Problem to work on » Please repeat the lines below exactly. Begin with the line containing "Indicate the row" and go on through the line containing "Indicate the green tree".
Data listing START
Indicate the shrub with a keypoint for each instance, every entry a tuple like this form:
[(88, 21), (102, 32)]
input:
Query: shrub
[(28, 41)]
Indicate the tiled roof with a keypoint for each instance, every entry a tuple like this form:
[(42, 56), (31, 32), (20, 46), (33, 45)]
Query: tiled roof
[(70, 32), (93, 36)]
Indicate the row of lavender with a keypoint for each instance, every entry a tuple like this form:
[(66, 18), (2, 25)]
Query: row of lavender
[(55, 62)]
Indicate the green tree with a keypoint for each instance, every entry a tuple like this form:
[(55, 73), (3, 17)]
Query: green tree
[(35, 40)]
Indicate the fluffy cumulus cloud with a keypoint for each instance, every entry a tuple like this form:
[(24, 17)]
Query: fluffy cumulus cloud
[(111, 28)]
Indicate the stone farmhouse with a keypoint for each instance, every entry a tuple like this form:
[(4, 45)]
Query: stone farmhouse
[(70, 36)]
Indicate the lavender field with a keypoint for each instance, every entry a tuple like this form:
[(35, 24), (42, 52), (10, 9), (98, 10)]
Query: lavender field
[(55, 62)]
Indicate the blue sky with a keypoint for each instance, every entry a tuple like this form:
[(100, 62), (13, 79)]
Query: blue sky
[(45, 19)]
Data listing END
Data listing START
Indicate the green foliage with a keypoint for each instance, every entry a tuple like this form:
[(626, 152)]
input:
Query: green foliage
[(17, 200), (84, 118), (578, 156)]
Data listing END
Expected answer »
Indicate the row of lavender with a keypoint for each instance, every entry a tuple like this form:
[(66, 18), (2, 25)]
Query: row of lavender
[(55, 62)]
Indicate the green tree with a keypoint for each instance, every entry a tuple like this form:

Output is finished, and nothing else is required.